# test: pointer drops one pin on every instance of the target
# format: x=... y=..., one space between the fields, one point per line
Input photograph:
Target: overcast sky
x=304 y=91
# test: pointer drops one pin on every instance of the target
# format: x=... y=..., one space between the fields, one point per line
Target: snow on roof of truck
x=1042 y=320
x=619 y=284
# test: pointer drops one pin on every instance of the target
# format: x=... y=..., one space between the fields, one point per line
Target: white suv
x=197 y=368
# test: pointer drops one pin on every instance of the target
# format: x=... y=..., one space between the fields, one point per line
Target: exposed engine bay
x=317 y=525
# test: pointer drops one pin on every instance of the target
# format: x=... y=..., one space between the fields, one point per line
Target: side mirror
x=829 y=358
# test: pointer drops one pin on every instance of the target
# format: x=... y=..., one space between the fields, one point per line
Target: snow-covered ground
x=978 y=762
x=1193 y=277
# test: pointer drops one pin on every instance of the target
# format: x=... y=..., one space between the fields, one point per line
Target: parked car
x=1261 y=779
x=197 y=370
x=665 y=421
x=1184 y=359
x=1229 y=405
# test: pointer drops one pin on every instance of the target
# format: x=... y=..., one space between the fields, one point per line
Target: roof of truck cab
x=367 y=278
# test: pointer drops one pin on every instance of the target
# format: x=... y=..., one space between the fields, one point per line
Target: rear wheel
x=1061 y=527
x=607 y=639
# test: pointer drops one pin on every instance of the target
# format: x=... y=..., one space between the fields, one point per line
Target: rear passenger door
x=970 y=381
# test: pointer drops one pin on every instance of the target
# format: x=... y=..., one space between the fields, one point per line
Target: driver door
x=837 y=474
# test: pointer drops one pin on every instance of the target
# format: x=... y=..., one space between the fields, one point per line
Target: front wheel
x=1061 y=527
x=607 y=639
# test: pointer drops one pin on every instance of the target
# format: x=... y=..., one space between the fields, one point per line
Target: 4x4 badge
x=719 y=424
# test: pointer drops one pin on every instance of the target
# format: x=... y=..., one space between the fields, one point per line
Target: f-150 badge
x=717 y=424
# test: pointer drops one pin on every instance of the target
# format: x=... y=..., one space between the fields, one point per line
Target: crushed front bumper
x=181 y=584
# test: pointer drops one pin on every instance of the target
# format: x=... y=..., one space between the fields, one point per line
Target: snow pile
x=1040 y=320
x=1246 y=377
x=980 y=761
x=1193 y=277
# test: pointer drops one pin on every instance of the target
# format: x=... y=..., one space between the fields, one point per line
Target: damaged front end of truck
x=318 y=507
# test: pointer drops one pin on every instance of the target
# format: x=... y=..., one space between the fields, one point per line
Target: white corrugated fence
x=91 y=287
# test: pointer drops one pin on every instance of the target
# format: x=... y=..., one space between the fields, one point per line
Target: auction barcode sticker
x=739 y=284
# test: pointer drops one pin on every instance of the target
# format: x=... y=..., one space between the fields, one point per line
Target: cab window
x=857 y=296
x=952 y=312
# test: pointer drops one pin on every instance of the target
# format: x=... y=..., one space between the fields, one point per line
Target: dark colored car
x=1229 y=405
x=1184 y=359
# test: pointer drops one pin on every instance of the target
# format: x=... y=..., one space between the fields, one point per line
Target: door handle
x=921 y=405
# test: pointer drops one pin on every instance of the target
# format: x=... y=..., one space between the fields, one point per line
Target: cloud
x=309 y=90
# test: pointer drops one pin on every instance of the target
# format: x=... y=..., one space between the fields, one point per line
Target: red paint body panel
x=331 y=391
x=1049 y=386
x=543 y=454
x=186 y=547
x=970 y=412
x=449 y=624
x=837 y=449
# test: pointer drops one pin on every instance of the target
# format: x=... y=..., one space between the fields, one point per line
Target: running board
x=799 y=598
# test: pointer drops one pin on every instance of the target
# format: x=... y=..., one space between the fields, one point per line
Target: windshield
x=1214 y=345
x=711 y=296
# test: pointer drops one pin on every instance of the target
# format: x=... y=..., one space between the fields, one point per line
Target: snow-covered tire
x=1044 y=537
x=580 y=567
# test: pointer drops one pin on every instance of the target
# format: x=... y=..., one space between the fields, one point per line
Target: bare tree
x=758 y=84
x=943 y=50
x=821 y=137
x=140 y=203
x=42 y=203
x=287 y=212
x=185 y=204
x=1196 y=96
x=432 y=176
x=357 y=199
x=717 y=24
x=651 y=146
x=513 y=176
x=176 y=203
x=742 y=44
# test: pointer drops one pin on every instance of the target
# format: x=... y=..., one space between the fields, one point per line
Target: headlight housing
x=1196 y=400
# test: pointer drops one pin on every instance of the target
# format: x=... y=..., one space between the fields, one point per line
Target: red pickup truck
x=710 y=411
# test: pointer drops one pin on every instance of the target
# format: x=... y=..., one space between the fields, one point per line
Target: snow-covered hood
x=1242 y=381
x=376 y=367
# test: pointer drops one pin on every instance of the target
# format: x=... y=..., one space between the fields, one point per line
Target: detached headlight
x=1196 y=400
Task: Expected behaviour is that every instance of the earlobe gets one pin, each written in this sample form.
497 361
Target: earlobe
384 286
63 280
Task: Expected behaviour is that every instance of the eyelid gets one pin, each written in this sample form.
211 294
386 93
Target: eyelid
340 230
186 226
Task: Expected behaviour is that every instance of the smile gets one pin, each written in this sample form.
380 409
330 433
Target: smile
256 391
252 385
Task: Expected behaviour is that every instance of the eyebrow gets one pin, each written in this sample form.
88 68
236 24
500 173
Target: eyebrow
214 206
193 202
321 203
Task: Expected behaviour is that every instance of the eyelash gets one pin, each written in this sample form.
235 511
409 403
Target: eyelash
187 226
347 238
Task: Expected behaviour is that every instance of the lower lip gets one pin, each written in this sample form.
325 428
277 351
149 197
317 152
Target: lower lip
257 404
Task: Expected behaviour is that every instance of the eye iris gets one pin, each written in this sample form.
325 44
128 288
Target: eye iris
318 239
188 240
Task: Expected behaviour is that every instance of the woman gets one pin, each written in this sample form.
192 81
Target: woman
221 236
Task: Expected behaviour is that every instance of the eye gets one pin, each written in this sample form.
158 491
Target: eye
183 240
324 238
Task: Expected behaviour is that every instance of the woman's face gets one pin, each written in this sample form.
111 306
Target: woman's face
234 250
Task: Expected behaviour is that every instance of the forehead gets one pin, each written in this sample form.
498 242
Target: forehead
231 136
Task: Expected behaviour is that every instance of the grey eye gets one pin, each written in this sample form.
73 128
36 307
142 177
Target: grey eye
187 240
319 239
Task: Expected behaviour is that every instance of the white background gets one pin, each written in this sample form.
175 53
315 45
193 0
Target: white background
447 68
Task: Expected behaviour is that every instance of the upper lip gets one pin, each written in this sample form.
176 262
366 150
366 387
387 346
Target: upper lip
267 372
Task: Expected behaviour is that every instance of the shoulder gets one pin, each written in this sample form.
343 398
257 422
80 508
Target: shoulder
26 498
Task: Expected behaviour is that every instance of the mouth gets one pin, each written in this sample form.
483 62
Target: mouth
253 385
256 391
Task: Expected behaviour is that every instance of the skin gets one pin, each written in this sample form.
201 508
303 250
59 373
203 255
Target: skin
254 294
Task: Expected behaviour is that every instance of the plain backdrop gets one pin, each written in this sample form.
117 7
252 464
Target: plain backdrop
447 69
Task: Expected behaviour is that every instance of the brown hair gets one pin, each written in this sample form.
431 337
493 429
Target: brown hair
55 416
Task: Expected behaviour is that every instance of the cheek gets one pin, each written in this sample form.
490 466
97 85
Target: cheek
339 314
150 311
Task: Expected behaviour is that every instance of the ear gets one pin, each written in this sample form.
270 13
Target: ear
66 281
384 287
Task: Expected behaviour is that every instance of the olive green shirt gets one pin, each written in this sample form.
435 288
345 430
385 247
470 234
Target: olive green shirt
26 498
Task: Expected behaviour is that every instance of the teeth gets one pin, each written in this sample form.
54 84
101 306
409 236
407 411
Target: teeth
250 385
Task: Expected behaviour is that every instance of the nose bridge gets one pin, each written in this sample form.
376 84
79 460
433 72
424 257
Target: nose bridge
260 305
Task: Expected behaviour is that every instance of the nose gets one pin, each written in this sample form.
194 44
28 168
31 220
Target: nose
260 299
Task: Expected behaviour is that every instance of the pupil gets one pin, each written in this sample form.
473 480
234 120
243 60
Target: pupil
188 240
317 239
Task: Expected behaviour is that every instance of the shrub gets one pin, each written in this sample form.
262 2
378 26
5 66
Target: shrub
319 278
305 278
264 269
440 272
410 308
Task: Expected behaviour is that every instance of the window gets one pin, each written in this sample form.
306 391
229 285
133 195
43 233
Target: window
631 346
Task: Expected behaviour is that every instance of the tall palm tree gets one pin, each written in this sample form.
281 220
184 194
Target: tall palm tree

_ _ _ _ _

*WORK ORDER:*
Only the lines from the one with "Target: mouth" through the last line of the material above are to be duplicated, exactly and with both ends kept.

*TASK RESULT:*
Target: mouth
253 385
256 391
Task: Expected behaviour is that every instance of the skin gets one pin, each written in this sample form.
201 508
303 250
59 373
203 255
Target: skin
254 294
Task: Expected behaviour is that every instance of the plain backdrop gets one pin, each written in this sample form.
117 7
252 464
Target: plain backdrop
447 69
Task: Expected behaviour is that every instance of the brown hair gets one pin, each written in this sample form.
431 337
493 429
Target: brown hair
55 416
Task: Expected behaviour is that every instance of the cheek gets one pin, each written in this sample form.
490 466
97 85
Target: cheek
339 314
150 311
Task: Expected behaviour is that every instance of the ear gets one pin, each written in this sample form.
270 13
Target: ear
66 281
384 287
Task: Expected behaviour is that every instance of the olive green shirt gets one pin, each written in this sample form.
435 288
345 430
385 247
470 234
Target: olive green shirt
26 498
Task: Expected behaviour is that every instance of the teeth gets one pin, each written in this sample form.
54 84
101 306
409 236
407 411
Target: teeth
250 385
Task: Expected behaviour is that every instance of the nose bridge gets one pin, each written in this sample form.
376 84
79 460
433 72
424 257
Target: nose bridge
260 305
Task: Expected behaviour is that every instance of the nose gets one pin, each written in this sample form.
194 44
28 168
31 220
Target: nose
260 299
Task: Expected behaviour is that every instance of the pupil gets one pin, each written in this sample form.
473 480
234 120
243 60
Target: pupil
188 240
317 239
Task: Expected behaviour is that every instance of the shrub gets one pin, each written in this sample form.
262 2
378 26
5 66
Target: shrub
319 278
305 278
264 269
440 272
410 308
Task: Expected behaviour is that every instance of the window gets one pin, each written in this sample form.
306 391
229 285
133 195
43 233
Target: window
631 346
Task: Expected behaviour is that every instance of the tall palm tree gets one pin, each written in this sample form.
281 220
184 194
Target: tall palm tree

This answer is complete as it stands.